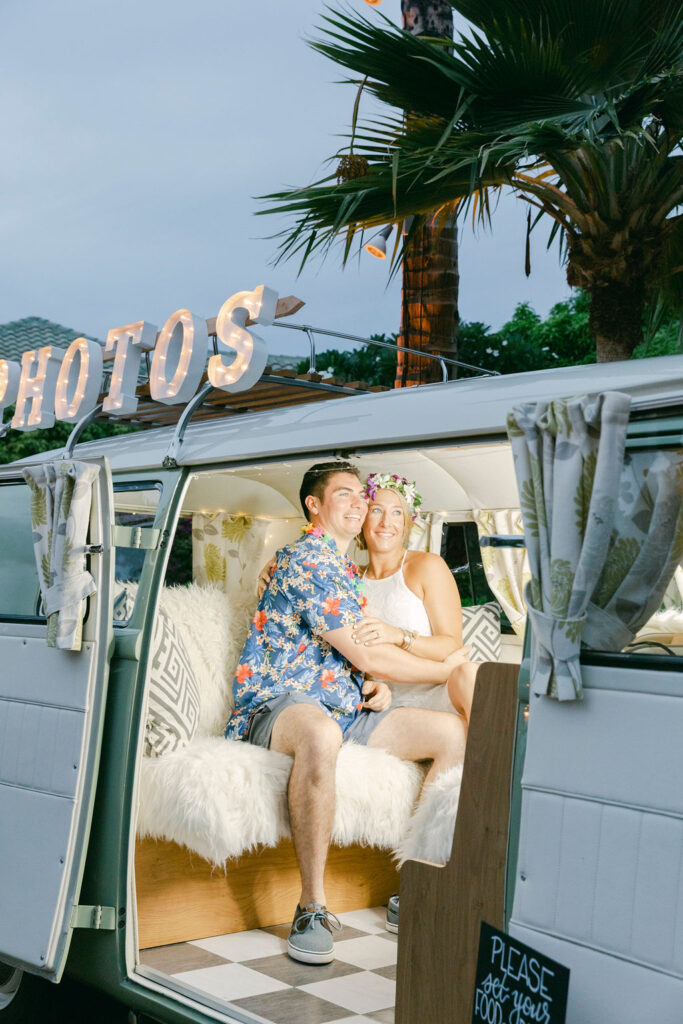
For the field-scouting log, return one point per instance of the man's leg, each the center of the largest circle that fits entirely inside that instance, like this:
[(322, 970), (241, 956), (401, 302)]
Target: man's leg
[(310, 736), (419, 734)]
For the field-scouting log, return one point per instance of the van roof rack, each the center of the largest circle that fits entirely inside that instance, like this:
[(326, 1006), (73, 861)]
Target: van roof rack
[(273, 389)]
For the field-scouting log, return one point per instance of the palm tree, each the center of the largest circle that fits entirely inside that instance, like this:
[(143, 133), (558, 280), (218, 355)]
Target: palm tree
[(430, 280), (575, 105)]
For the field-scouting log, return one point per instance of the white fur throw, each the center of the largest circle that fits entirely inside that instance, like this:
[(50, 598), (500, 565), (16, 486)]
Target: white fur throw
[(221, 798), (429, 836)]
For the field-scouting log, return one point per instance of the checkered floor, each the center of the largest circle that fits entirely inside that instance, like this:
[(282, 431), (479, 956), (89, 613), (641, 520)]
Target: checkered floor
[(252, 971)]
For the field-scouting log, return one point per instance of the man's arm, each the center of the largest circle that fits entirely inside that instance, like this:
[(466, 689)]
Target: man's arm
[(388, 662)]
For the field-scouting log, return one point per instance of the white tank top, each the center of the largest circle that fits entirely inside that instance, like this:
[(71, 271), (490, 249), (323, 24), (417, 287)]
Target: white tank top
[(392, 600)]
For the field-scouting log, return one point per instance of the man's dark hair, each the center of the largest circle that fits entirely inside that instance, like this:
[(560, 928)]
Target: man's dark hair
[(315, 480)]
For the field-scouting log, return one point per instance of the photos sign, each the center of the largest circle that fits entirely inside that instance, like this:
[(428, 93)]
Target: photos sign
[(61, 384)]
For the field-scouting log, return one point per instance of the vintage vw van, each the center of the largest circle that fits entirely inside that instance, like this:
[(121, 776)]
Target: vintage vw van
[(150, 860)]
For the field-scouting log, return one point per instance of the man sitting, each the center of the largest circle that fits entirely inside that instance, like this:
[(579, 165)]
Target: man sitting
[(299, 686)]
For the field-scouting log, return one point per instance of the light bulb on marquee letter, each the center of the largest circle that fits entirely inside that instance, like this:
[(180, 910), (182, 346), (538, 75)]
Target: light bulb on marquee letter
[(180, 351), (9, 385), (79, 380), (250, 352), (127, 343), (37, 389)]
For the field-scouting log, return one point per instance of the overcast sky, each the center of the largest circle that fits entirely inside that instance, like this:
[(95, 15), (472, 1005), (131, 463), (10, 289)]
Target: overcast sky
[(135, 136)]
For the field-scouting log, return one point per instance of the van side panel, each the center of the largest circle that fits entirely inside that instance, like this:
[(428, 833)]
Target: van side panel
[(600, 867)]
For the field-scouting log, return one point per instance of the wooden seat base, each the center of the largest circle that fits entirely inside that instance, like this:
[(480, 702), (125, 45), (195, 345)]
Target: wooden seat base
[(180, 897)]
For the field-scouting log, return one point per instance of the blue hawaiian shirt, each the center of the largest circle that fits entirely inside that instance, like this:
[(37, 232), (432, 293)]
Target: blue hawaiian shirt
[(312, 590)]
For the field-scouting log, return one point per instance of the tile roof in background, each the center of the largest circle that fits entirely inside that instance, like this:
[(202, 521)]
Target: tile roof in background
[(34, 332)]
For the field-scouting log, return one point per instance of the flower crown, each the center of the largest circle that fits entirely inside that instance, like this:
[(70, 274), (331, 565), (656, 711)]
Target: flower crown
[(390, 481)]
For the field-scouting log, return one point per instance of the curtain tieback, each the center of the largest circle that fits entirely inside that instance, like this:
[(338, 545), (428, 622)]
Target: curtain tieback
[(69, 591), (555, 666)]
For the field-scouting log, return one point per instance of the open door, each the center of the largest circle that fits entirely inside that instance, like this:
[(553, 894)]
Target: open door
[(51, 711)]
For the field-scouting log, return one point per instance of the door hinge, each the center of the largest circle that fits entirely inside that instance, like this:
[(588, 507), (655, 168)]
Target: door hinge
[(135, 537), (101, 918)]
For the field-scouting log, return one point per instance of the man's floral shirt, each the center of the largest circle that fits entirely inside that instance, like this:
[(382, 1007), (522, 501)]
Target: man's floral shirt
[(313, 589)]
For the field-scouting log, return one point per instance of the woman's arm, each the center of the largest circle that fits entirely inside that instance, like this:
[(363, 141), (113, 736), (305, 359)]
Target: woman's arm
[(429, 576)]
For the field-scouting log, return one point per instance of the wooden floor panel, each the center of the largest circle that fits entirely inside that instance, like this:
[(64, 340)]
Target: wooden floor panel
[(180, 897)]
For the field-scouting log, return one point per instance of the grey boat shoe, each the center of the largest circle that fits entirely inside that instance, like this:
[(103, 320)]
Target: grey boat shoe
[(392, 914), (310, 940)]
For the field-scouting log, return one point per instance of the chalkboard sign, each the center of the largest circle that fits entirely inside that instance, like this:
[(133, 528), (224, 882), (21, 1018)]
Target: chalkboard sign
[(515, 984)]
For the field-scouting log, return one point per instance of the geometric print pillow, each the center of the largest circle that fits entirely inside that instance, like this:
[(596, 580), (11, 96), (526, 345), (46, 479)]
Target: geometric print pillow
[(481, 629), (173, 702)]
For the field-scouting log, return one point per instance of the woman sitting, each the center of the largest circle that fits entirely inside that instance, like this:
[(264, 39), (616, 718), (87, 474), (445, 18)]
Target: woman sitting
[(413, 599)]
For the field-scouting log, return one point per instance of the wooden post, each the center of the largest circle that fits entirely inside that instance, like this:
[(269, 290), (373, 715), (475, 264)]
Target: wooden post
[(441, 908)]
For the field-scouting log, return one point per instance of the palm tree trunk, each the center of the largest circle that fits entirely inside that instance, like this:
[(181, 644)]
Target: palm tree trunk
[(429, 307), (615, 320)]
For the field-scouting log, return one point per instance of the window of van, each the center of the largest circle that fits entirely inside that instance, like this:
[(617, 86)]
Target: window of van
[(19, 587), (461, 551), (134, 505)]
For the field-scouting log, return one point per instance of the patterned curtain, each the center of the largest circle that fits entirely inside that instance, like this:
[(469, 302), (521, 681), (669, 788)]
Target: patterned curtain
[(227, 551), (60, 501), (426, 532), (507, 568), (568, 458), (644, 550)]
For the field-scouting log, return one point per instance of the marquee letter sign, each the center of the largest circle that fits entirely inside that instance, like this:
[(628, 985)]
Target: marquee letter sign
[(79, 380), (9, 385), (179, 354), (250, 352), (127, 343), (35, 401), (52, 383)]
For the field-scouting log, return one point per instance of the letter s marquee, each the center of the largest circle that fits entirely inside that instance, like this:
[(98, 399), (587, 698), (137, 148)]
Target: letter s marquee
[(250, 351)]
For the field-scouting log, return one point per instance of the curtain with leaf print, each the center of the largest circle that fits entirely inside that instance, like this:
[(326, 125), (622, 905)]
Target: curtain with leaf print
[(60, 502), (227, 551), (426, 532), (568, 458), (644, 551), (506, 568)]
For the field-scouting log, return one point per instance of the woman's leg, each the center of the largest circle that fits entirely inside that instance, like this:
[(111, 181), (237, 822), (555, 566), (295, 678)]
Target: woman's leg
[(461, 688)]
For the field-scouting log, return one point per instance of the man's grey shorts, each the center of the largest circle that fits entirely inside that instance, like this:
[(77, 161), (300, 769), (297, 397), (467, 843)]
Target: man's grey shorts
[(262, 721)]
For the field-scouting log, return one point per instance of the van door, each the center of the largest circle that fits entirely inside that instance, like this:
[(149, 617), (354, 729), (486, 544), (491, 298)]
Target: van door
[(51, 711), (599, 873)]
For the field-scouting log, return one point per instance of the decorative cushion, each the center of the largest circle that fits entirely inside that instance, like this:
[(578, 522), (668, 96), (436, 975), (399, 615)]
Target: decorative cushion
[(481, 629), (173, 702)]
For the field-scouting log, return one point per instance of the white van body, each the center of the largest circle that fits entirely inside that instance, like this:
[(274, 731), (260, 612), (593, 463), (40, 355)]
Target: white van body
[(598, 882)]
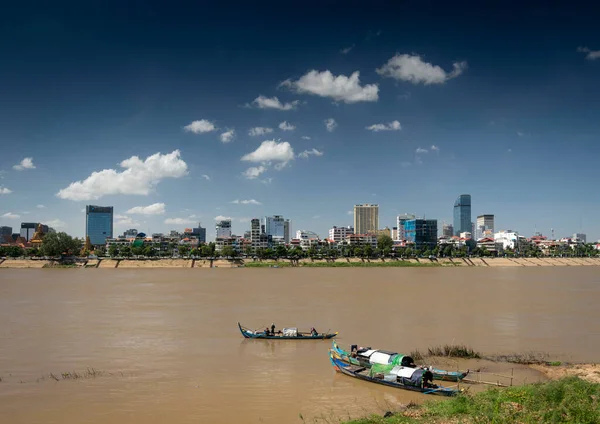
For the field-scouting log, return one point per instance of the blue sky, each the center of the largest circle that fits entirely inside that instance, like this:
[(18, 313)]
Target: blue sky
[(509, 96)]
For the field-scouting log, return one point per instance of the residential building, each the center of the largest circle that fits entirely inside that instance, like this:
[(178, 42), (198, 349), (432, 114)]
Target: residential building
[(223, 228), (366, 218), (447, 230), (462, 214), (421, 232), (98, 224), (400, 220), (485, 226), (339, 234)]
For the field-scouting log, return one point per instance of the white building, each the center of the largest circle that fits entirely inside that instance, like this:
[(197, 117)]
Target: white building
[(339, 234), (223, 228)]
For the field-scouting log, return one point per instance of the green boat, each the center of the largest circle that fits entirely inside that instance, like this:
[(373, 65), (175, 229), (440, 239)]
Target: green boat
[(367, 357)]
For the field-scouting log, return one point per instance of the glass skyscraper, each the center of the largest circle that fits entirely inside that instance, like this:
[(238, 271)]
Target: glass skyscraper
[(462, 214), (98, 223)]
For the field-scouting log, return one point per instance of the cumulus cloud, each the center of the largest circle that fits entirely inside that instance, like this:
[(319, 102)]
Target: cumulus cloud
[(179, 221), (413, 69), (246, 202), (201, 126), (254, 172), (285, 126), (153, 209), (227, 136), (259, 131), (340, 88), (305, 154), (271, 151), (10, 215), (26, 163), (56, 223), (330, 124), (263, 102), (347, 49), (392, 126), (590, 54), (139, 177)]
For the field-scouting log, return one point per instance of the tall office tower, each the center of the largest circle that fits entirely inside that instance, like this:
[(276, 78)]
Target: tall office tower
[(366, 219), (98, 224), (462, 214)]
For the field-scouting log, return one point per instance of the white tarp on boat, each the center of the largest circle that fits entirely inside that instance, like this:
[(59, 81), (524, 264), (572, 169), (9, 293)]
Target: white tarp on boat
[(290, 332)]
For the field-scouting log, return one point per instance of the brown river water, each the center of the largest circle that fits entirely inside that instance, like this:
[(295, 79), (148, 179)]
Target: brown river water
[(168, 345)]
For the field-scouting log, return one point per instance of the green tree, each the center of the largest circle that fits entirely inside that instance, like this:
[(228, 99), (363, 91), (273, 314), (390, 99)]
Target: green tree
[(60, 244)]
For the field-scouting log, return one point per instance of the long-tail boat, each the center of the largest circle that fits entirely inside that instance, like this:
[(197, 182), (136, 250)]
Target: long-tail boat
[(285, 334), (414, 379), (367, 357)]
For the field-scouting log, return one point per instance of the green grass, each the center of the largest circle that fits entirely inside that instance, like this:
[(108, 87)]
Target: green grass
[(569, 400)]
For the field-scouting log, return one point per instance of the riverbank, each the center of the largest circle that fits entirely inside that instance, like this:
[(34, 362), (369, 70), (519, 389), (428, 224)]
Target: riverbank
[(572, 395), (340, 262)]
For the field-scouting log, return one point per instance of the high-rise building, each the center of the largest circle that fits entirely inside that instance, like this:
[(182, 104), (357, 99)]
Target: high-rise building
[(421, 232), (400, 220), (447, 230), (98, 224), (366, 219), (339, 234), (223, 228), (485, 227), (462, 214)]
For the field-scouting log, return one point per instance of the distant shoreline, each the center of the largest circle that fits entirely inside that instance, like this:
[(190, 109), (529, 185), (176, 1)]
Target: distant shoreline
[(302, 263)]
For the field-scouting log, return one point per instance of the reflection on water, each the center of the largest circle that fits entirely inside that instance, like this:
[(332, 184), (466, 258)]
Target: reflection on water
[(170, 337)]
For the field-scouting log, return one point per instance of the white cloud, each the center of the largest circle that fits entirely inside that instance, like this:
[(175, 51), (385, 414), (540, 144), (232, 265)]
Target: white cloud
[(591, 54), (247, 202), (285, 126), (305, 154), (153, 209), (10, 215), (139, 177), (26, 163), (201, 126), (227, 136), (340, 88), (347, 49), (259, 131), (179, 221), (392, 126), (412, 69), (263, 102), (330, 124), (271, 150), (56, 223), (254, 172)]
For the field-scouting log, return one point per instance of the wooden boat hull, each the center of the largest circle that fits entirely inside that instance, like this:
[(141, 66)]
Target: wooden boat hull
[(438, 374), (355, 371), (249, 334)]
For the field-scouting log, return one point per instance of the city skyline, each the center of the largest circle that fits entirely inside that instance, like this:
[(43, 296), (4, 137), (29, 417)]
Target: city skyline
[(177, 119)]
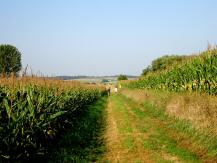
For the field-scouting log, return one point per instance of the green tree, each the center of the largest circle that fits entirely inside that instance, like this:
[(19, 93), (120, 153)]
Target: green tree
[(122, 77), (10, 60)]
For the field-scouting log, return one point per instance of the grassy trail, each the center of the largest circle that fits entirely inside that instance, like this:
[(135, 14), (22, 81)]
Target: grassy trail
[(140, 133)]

_ _ _

== Exercise goal ==
Reproduce the material between the lines holding "of the tile" and "[(313, 589)]", inclusive, with "field-scouting log" swapped for "site survey record" throughout and all else left unchanged.

== Response ==
For the site survey record, return one point per instance of the tile roof in background, each the center of the largest circle that fits entirely inside that instance, like this:
[(202, 521)]
Target: tile roof in background
[(34, 332)]
For the site survey record, return one point per instance of the flower crown, each the center of the largest circle that fits entirely inside that instance, like this:
[(70, 274), (331, 565), (656, 711)]
Target: flower crown
[(390, 481)]
For the site survey record, return one point per instance of the curtain tieback, each the center of the largest circle that fits entirely inside that instance, like this:
[(338, 545), (428, 622)]
Target: curtain tieback
[(69, 591), (555, 666)]
For the site survey record, return one point per instance of the open door, each the center of the largest circle that fits entirely inside that instance, like this:
[(553, 894)]
Target: open door
[(51, 711)]
For the site survey record, return one point per instance of the door hinge, each the center of the largest circle that fits entirely inside that instance, like this:
[(588, 507), (655, 168)]
Target: door hinge
[(135, 537), (101, 918)]
For the site survey record, return one point per instance of the man's floral shirt, each the center of the largest circle that fits entirely inside that instance, like this:
[(382, 1007), (522, 501)]
Target: man's floral shirt
[(313, 589)]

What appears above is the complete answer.